= Given passage =
— Start —
# Loch Katrine, Skippers.



## Derek Dunn (Nov 4, 2007)

Hello, are there any early-retired skippers in the Stirling/Callander area who would like to work part-time on Loch Katrine next Spring through until the Autumn? We are looking for Boat Masters to help man our two boats - The Steamship Sir Walter Scott and The Lady of the Lake (diesel engined).

(Gleam)


----------



## Union Jack (Jul 22, 2009)

Please form an orderly queue, gentlemen!(Thumb)

Jack


----------



## Derek Dunn (Nov 4, 2007)

We don't need radio officers, lol. We use hand-held devices and VHF. 
Thanks for the reply anyway.


----------



## 8575 (Sep 8, 2006)

Derek, I'd have loved to have helped out with skippering. I've done the Loch Katrine trip as a tourist about five times in the past when I lived in Fife but as I now live in Wiltshire it's a bit far - shame.


----------



## Varley (Oct 1, 2006)
— End —
= Stored data =
— Start —
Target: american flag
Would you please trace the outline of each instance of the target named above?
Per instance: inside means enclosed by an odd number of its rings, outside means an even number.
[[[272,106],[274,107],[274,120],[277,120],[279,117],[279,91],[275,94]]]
— End —
= Goal of the exercise =
Carry on the forum thread about recruiting skippers for Loch Katrine from the point where it stops. The data has no connection to the Loch Katrine forum thread.

= Result for this exercise =
I say, old man. I wouldn't boast about using your hand. You'll only feed the prejudice!


----------



## Erimus (Feb 20, 2012)

We spent Hogmanay last year at Tigh Mor,just around the corner, and were talking to a man in Tesco Dunblane who had been to sea and had been a pilot somewhere,Shetlands perhaps, who lived in Dunblane.....have you advertised locally?

geoff


----------



## Derek Dunn (Nov 4, 2007)

Hello to you both (R651400 and Erimus), I am interested in the Dunblane man, perhaps an ad in the local paper might attract something? R651400 - I think it is the location and the resulting travelling costs. Loch Katrine is a bit off the beaten track, about 20 miles from Stirling. I travel 80 miles a day when I work there. We are a tourist industry and cannot pay a large salary either, this is why I initially thought about "early-retired" deck officers with an income from a pension fund. Thank you all for your input, even the cheeky comments which made me smile!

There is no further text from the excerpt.